◆ **WHAT IS NEEDED**: Repeat exactly the lines running from the first line of the data to the line containing "Subject = sunglasses on spectator", both ends included, and nothing else; drop the pictures.

----------------

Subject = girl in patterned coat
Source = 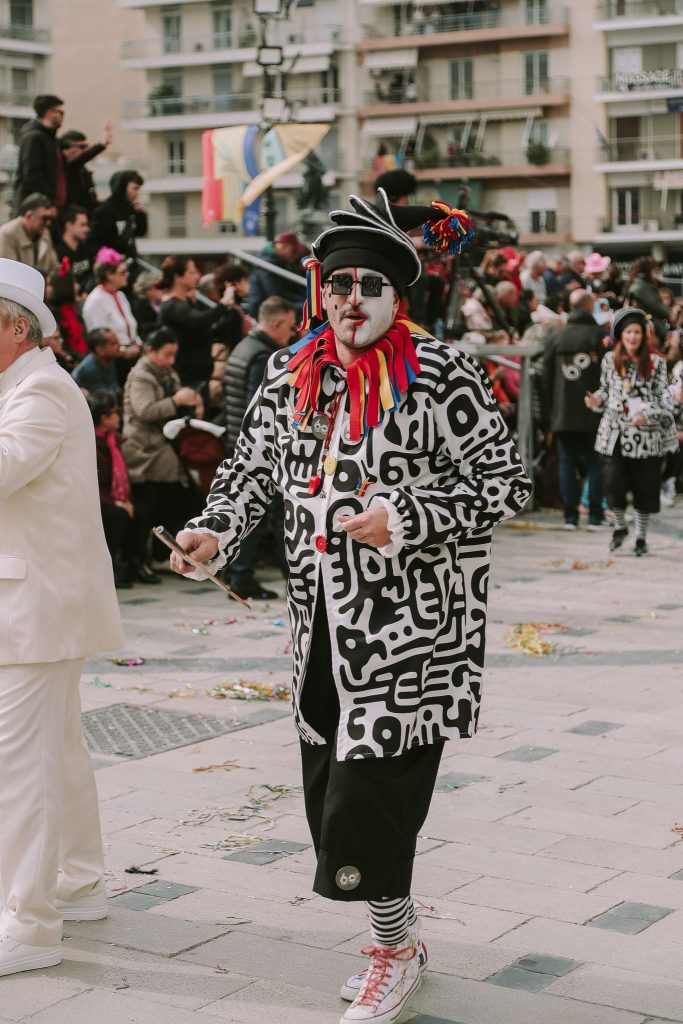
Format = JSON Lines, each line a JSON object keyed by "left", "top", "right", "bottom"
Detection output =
{"left": 585, "top": 307, "right": 677, "bottom": 555}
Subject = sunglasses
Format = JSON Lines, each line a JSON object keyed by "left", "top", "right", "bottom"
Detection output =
{"left": 327, "top": 274, "right": 392, "bottom": 298}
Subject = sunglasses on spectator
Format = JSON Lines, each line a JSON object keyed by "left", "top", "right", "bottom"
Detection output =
{"left": 327, "top": 274, "right": 392, "bottom": 298}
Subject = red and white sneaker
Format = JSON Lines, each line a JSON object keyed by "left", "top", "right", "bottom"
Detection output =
{"left": 339, "top": 939, "right": 421, "bottom": 1023}
{"left": 340, "top": 927, "right": 428, "bottom": 1001}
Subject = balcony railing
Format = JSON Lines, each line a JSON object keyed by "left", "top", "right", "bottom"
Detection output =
{"left": 595, "top": 0, "right": 683, "bottom": 19}
{"left": 598, "top": 69, "right": 683, "bottom": 93}
{"left": 392, "top": 146, "right": 570, "bottom": 171}
{"left": 520, "top": 214, "right": 572, "bottom": 235}
{"left": 0, "top": 91, "right": 34, "bottom": 108}
{"left": 363, "top": 4, "right": 567, "bottom": 39}
{"left": 0, "top": 23, "right": 50, "bottom": 43}
{"left": 596, "top": 135, "right": 683, "bottom": 161}
{"left": 124, "top": 93, "right": 257, "bottom": 118}
{"left": 125, "top": 88, "right": 339, "bottom": 121}
{"left": 599, "top": 214, "right": 683, "bottom": 233}
{"left": 363, "top": 77, "right": 569, "bottom": 106}
{"left": 121, "top": 23, "right": 339, "bottom": 59}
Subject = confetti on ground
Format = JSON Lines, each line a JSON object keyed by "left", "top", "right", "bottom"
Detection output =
{"left": 88, "top": 676, "right": 114, "bottom": 688}
{"left": 290, "top": 896, "right": 312, "bottom": 906}
{"left": 500, "top": 520, "right": 540, "bottom": 530}
{"left": 191, "top": 626, "right": 209, "bottom": 634}
{"left": 114, "top": 978, "right": 130, "bottom": 991}
{"left": 507, "top": 623, "right": 556, "bottom": 657}
{"left": 125, "top": 865, "right": 159, "bottom": 875}
{"left": 213, "top": 680, "right": 291, "bottom": 702}
{"left": 572, "top": 559, "right": 615, "bottom": 571}
{"left": 414, "top": 898, "right": 465, "bottom": 925}
{"left": 200, "top": 835, "right": 258, "bottom": 852}
{"left": 270, "top": 619, "right": 286, "bottom": 627}
{"left": 111, "top": 657, "right": 146, "bottom": 667}
{"left": 281, "top": 641, "right": 292, "bottom": 655}
{"left": 498, "top": 780, "right": 526, "bottom": 792}
{"left": 183, "top": 783, "right": 303, "bottom": 829}
{"left": 673, "top": 823, "right": 683, "bottom": 838}
{"left": 192, "top": 761, "right": 255, "bottom": 774}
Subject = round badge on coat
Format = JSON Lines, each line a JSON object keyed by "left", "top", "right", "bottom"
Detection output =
{"left": 336, "top": 866, "right": 361, "bottom": 891}
{"left": 311, "top": 414, "right": 329, "bottom": 440}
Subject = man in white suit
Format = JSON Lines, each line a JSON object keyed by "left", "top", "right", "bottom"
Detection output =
{"left": 0, "top": 259, "right": 124, "bottom": 977}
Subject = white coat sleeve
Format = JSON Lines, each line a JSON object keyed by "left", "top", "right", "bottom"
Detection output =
{"left": 0, "top": 376, "right": 68, "bottom": 498}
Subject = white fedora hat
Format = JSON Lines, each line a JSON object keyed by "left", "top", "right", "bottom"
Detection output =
{"left": 0, "top": 258, "right": 56, "bottom": 337}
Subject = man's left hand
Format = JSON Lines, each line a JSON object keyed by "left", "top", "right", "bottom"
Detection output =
{"left": 102, "top": 122, "right": 114, "bottom": 147}
{"left": 338, "top": 507, "right": 391, "bottom": 549}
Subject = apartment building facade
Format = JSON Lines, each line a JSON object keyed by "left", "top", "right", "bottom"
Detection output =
{"left": 0, "top": 0, "right": 52, "bottom": 210}
{"left": 117, "top": 0, "right": 359, "bottom": 257}
{"left": 593, "top": 0, "right": 683, "bottom": 266}
{"left": 110, "top": 0, "right": 683, "bottom": 262}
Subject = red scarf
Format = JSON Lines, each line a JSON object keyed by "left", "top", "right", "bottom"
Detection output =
{"left": 96, "top": 429, "right": 130, "bottom": 503}
{"left": 287, "top": 318, "right": 421, "bottom": 442}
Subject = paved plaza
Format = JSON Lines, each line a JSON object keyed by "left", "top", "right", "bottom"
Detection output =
{"left": 5, "top": 508, "right": 683, "bottom": 1024}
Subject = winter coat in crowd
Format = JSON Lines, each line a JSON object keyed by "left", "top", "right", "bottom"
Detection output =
{"left": 626, "top": 275, "right": 671, "bottom": 343}
{"left": 247, "top": 242, "right": 305, "bottom": 319}
{"left": 89, "top": 171, "right": 148, "bottom": 260}
{"left": 159, "top": 296, "right": 229, "bottom": 386}
{"left": 593, "top": 351, "right": 678, "bottom": 458}
{"left": 13, "top": 119, "right": 66, "bottom": 212}
{"left": 223, "top": 327, "right": 281, "bottom": 453}
{"left": 64, "top": 143, "right": 105, "bottom": 211}
{"left": 121, "top": 355, "right": 187, "bottom": 484}
{"left": 542, "top": 310, "right": 606, "bottom": 433}
{"left": 0, "top": 217, "right": 57, "bottom": 274}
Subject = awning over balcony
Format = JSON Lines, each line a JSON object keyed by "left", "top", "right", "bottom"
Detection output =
{"left": 365, "top": 48, "right": 418, "bottom": 71}
{"left": 361, "top": 116, "right": 418, "bottom": 137}
{"left": 417, "top": 107, "right": 543, "bottom": 127}
{"left": 243, "top": 54, "right": 331, "bottom": 77}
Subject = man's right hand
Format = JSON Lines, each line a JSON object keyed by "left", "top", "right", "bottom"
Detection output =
{"left": 170, "top": 531, "right": 220, "bottom": 575}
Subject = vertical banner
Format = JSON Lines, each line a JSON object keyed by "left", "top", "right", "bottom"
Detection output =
{"left": 240, "top": 123, "right": 330, "bottom": 210}
{"left": 241, "top": 125, "right": 261, "bottom": 236}
{"left": 202, "top": 125, "right": 253, "bottom": 227}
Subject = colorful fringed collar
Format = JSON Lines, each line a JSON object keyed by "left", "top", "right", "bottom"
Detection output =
{"left": 286, "top": 317, "right": 425, "bottom": 442}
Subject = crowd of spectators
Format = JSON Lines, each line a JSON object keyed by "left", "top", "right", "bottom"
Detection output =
{"left": 5, "top": 93, "right": 682, "bottom": 588}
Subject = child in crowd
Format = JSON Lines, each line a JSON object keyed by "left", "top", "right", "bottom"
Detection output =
{"left": 89, "top": 390, "right": 160, "bottom": 588}
{"left": 585, "top": 308, "right": 678, "bottom": 556}
{"left": 47, "top": 259, "right": 88, "bottom": 364}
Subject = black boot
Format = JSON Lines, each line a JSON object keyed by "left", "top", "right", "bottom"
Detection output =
{"left": 609, "top": 527, "right": 628, "bottom": 552}
{"left": 130, "top": 560, "right": 162, "bottom": 585}
{"left": 634, "top": 537, "right": 648, "bottom": 557}
{"left": 228, "top": 575, "right": 278, "bottom": 600}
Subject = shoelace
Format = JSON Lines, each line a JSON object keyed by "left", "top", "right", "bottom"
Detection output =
{"left": 356, "top": 942, "right": 417, "bottom": 1008}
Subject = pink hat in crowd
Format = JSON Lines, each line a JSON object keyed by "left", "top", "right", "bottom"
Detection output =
{"left": 584, "top": 252, "right": 611, "bottom": 275}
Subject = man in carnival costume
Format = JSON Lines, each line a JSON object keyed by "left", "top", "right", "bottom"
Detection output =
{"left": 171, "top": 190, "right": 532, "bottom": 1023}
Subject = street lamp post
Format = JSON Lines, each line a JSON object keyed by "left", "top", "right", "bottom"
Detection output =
{"left": 254, "top": 0, "right": 292, "bottom": 242}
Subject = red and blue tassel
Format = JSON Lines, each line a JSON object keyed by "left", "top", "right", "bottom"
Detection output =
{"left": 423, "top": 201, "right": 475, "bottom": 256}
{"left": 299, "top": 256, "right": 324, "bottom": 333}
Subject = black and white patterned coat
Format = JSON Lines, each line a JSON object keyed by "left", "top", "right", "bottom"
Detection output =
{"left": 593, "top": 351, "right": 678, "bottom": 458}
{"left": 189, "top": 336, "right": 532, "bottom": 760}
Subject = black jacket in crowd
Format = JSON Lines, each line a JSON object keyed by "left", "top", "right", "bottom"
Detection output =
{"left": 159, "top": 296, "right": 229, "bottom": 386}
{"left": 542, "top": 310, "right": 606, "bottom": 434}
{"left": 65, "top": 143, "right": 105, "bottom": 211}
{"left": 13, "top": 119, "right": 64, "bottom": 212}
{"left": 89, "top": 170, "right": 148, "bottom": 260}
{"left": 222, "top": 328, "right": 280, "bottom": 453}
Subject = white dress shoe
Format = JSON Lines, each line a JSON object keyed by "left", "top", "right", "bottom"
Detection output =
{"left": 55, "top": 887, "right": 108, "bottom": 921}
{"left": 0, "top": 934, "right": 62, "bottom": 977}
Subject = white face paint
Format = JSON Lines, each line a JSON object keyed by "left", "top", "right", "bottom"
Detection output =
{"left": 323, "top": 266, "right": 399, "bottom": 355}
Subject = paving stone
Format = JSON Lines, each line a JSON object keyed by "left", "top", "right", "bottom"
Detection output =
{"left": 436, "top": 771, "right": 486, "bottom": 791}
{"left": 223, "top": 839, "right": 310, "bottom": 865}
{"left": 411, "top": 1017, "right": 465, "bottom": 1024}
{"left": 508, "top": 807, "right": 674, "bottom": 851}
{"left": 545, "top": 837, "right": 683, "bottom": 877}
{"left": 545, "top": 964, "right": 683, "bottom": 1021}
{"left": 485, "top": 966, "right": 554, "bottom": 993}
{"left": 670, "top": 869, "right": 683, "bottom": 881}
{"left": 64, "top": 907, "right": 230, "bottom": 956}
{"left": 131, "top": 880, "right": 199, "bottom": 900}
{"left": 585, "top": 902, "right": 674, "bottom": 934}
{"left": 23, "top": 990, "right": 223, "bottom": 1024}
{"left": 0, "top": 976, "right": 90, "bottom": 1021}
{"left": 200, "top": 978, "right": 346, "bottom": 1023}
{"left": 514, "top": 954, "right": 582, "bottom": 977}
{"left": 452, "top": 876, "right": 620, "bottom": 925}
{"left": 108, "top": 891, "right": 167, "bottom": 910}
{"left": 497, "top": 746, "right": 558, "bottom": 763}
{"left": 567, "top": 721, "right": 621, "bottom": 736}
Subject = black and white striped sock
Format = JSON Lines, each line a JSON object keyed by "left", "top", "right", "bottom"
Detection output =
{"left": 366, "top": 897, "right": 414, "bottom": 947}
{"left": 612, "top": 508, "right": 627, "bottom": 531}
{"left": 634, "top": 511, "right": 649, "bottom": 540}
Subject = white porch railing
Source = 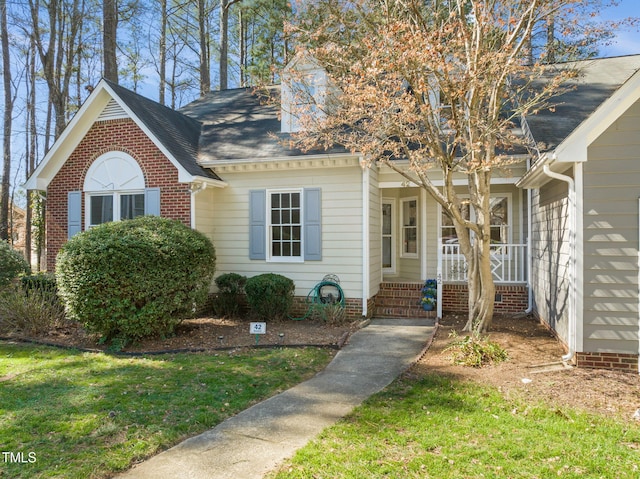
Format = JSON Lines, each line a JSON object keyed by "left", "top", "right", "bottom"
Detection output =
{"left": 440, "top": 243, "right": 528, "bottom": 283}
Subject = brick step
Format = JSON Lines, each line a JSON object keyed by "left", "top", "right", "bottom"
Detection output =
{"left": 374, "top": 282, "right": 436, "bottom": 318}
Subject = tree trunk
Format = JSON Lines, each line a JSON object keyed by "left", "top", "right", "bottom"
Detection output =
{"left": 1, "top": 0, "right": 12, "bottom": 242}
{"left": 103, "top": 0, "right": 118, "bottom": 83}
{"left": 198, "top": 0, "right": 210, "bottom": 94}
{"left": 219, "top": 0, "right": 228, "bottom": 91}
{"left": 159, "top": 0, "right": 167, "bottom": 104}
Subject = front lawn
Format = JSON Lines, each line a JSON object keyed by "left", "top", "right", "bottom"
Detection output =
{"left": 270, "top": 373, "right": 640, "bottom": 478}
{"left": 0, "top": 342, "right": 334, "bottom": 478}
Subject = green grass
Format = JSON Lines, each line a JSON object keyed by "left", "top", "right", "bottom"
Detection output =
{"left": 0, "top": 341, "right": 334, "bottom": 478}
{"left": 271, "top": 374, "right": 640, "bottom": 479}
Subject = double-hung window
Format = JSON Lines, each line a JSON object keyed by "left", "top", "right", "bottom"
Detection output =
{"left": 269, "top": 190, "right": 302, "bottom": 260}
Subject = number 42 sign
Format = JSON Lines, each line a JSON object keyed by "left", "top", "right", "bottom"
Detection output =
{"left": 250, "top": 322, "right": 266, "bottom": 344}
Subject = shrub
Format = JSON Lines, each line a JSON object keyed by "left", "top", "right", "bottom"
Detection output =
{"left": 0, "top": 241, "right": 30, "bottom": 288}
{"left": 214, "top": 273, "right": 247, "bottom": 318}
{"left": 0, "top": 285, "right": 65, "bottom": 335}
{"left": 56, "top": 216, "right": 216, "bottom": 344}
{"left": 444, "top": 331, "right": 508, "bottom": 368}
{"left": 21, "top": 273, "right": 58, "bottom": 300}
{"left": 244, "top": 273, "right": 294, "bottom": 321}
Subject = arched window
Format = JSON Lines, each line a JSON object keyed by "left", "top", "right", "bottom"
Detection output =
{"left": 83, "top": 152, "right": 148, "bottom": 227}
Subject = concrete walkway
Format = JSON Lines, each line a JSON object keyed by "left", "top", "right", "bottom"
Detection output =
{"left": 115, "top": 318, "right": 436, "bottom": 479}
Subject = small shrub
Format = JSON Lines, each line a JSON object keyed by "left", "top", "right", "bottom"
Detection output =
{"left": 0, "top": 285, "right": 65, "bottom": 335}
{"left": 56, "top": 216, "right": 216, "bottom": 343}
{"left": 310, "top": 302, "right": 347, "bottom": 325}
{"left": 244, "top": 273, "right": 294, "bottom": 321}
{"left": 214, "top": 273, "right": 247, "bottom": 318}
{"left": 0, "top": 241, "right": 30, "bottom": 288}
{"left": 21, "top": 273, "right": 58, "bottom": 301}
{"left": 444, "top": 331, "right": 508, "bottom": 367}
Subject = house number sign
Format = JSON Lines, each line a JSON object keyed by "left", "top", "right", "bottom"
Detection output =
{"left": 250, "top": 322, "right": 267, "bottom": 345}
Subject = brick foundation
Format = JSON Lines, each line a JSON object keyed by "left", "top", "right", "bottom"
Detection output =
{"left": 575, "top": 352, "right": 638, "bottom": 373}
{"left": 291, "top": 296, "right": 370, "bottom": 321}
{"left": 442, "top": 283, "right": 528, "bottom": 314}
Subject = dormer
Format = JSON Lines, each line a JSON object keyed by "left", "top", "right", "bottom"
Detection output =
{"left": 281, "top": 53, "right": 329, "bottom": 133}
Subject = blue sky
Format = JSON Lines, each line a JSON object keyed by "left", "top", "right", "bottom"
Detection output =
{"left": 598, "top": 0, "right": 640, "bottom": 56}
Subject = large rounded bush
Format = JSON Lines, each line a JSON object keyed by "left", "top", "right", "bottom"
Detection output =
{"left": 0, "top": 241, "right": 30, "bottom": 288}
{"left": 56, "top": 216, "right": 216, "bottom": 342}
{"left": 244, "top": 273, "right": 294, "bottom": 321}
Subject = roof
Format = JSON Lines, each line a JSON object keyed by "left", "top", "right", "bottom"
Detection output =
{"left": 179, "top": 86, "right": 347, "bottom": 163}
{"left": 526, "top": 55, "right": 640, "bottom": 153}
{"left": 103, "top": 80, "right": 221, "bottom": 181}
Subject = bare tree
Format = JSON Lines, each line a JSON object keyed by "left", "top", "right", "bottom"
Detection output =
{"left": 289, "top": 0, "right": 619, "bottom": 333}
{"left": 1, "top": 0, "right": 12, "bottom": 242}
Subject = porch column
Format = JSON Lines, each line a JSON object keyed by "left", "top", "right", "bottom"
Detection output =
{"left": 420, "top": 188, "right": 427, "bottom": 280}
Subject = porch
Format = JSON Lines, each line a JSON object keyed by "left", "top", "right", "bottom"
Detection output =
{"left": 375, "top": 243, "right": 529, "bottom": 318}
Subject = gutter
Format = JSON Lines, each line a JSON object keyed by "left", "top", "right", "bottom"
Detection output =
{"left": 541, "top": 163, "right": 577, "bottom": 363}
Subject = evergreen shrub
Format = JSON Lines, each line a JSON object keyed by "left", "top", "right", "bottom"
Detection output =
{"left": 56, "top": 216, "right": 216, "bottom": 343}
{"left": 214, "top": 273, "right": 247, "bottom": 318}
{"left": 244, "top": 273, "right": 294, "bottom": 321}
{"left": 0, "top": 241, "right": 30, "bottom": 288}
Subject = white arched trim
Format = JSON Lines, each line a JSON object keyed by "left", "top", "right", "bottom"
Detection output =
{"left": 84, "top": 151, "right": 145, "bottom": 192}
{"left": 81, "top": 151, "right": 158, "bottom": 228}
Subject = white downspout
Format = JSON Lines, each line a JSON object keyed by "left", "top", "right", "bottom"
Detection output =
{"left": 524, "top": 158, "right": 533, "bottom": 313}
{"left": 542, "top": 164, "right": 576, "bottom": 362}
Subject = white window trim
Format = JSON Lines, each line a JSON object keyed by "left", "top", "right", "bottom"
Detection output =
{"left": 266, "top": 188, "right": 304, "bottom": 263}
{"left": 400, "top": 196, "right": 419, "bottom": 259}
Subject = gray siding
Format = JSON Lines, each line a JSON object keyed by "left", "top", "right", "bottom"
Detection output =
{"left": 531, "top": 177, "right": 571, "bottom": 344}
{"left": 582, "top": 99, "right": 640, "bottom": 354}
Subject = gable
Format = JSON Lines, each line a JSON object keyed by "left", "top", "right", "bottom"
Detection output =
{"left": 25, "top": 79, "right": 224, "bottom": 192}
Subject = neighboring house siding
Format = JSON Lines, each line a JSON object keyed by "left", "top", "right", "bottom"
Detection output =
{"left": 46, "top": 118, "right": 191, "bottom": 271}
{"left": 210, "top": 165, "right": 364, "bottom": 299}
{"left": 531, "top": 176, "right": 571, "bottom": 345}
{"left": 582, "top": 99, "right": 640, "bottom": 355}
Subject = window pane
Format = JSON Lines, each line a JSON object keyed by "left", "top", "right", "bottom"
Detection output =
{"left": 271, "top": 210, "right": 280, "bottom": 224}
{"left": 402, "top": 200, "right": 416, "bottom": 226}
{"left": 90, "top": 195, "right": 113, "bottom": 225}
{"left": 291, "top": 193, "right": 300, "bottom": 208}
{"left": 272, "top": 193, "right": 280, "bottom": 208}
{"left": 404, "top": 227, "right": 417, "bottom": 254}
{"left": 272, "top": 226, "right": 281, "bottom": 240}
{"left": 272, "top": 243, "right": 281, "bottom": 256}
{"left": 292, "top": 242, "right": 301, "bottom": 256}
{"left": 282, "top": 242, "right": 291, "bottom": 256}
{"left": 292, "top": 226, "right": 301, "bottom": 241}
{"left": 282, "top": 194, "right": 290, "bottom": 208}
{"left": 382, "top": 204, "right": 392, "bottom": 235}
{"left": 121, "top": 194, "right": 145, "bottom": 220}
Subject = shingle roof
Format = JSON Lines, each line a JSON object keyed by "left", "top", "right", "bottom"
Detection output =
{"left": 103, "top": 79, "right": 222, "bottom": 181}
{"left": 178, "top": 86, "right": 347, "bottom": 162}
{"left": 525, "top": 55, "right": 640, "bottom": 153}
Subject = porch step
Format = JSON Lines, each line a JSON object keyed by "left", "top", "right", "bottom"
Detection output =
{"left": 374, "top": 282, "right": 436, "bottom": 319}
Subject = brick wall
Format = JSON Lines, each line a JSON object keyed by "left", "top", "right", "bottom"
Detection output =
{"left": 46, "top": 118, "right": 191, "bottom": 271}
{"left": 442, "top": 283, "right": 529, "bottom": 314}
{"left": 575, "top": 352, "right": 638, "bottom": 372}
{"left": 290, "top": 296, "right": 368, "bottom": 321}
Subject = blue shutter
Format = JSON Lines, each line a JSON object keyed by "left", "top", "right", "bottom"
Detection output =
{"left": 249, "top": 190, "right": 266, "bottom": 260}
{"left": 144, "top": 188, "right": 161, "bottom": 216}
{"left": 67, "top": 191, "right": 82, "bottom": 239}
{"left": 304, "top": 188, "right": 322, "bottom": 261}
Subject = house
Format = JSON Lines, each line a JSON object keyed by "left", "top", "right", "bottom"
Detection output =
{"left": 24, "top": 54, "right": 640, "bottom": 372}
{"left": 519, "top": 54, "right": 640, "bottom": 372}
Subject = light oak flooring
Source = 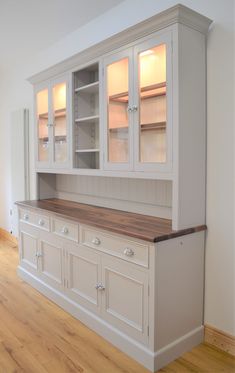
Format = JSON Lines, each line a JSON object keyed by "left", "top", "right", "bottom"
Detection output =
{"left": 0, "top": 238, "right": 234, "bottom": 373}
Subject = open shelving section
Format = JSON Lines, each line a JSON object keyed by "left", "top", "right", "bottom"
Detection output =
{"left": 73, "top": 63, "right": 100, "bottom": 169}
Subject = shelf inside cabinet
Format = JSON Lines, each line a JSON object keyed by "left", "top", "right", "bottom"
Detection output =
{"left": 109, "top": 82, "right": 166, "bottom": 103}
{"left": 74, "top": 63, "right": 99, "bottom": 90}
{"left": 75, "top": 149, "right": 99, "bottom": 153}
{"left": 141, "top": 122, "right": 166, "bottom": 131}
{"left": 39, "top": 108, "right": 66, "bottom": 120}
{"left": 75, "top": 81, "right": 99, "bottom": 94}
{"left": 109, "top": 122, "right": 166, "bottom": 132}
{"left": 75, "top": 115, "right": 99, "bottom": 124}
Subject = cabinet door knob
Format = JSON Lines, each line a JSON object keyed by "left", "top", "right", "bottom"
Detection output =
{"left": 92, "top": 237, "right": 101, "bottom": 246}
{"left": 35, "top": 253, "right": 43, "bottom": 258}
{"left": 133, "top": 105, "right": 138, "bottom": 112}
{"left": 95, "top": 283, "right": 105, "bottom": 291}
{"left": 38, "top": 219, "right": 44, "bottom": 226}
{"left": 61, "top": 226, "right": 69, "bottom": 234}
{"left": 127, "top": 106, "right": 132, "bottom": 113}
{"left": 124, "top": 247, "right": 134, "bottom": 257}
{"left": 23, "top": 214, "right": 29, "bottom": 221}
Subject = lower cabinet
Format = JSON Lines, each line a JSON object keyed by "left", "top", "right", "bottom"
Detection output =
{"left": 19, "top": 223, "right": 39, "bottom": 276}
{"left": 18, "top": 211, "right": 205, "bottom": 372}
{"left": 39, "top": 231, "right": 64, "bottom": 292}
{"left": 65, "top": 242, "right": 102, "bottom": 315}
{"left": 19, "top": 224, "right": 149, "bottom": 345}
{"left": 20, "top": 224, "right": 64, "bottom": 292}
{"left": 64, "top": 241, "right": 149, "bottom": 345}
{"left": 102, "top": 255, "right": 149, "bottom": 345}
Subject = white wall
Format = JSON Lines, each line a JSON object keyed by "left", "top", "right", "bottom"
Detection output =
{"left": 0, "top": 0, "right": 234, "bottom": 336}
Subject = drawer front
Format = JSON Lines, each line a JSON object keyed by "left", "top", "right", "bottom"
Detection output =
{"left": 51, "top": 217, "right": 79, "bottom": 242}
{"left": 19, "top": 209, "right": 50, "bottom": 231}
{"left": 81, "top": 226, "right": 149, "bottom": 268}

----------------

◆ **EXERCISE SOLUTION**:
Subject = girl in patterned coat
Source = 
Format = JSON Lines, each line a JSON object keyed by "left", "top", "right", "bottom"
Detection output =
{"left": 585, "top": 307, "right": 677, "bottom": 555}
Subject = sunglasses
Format = JSON Lines, each line a JSON object keyed by "left", "top", "right", "bottom"
Detection output =
{"left": 327, "top": 274, "right": 392, "bottom": 298}
Subject = sunglasses on spectator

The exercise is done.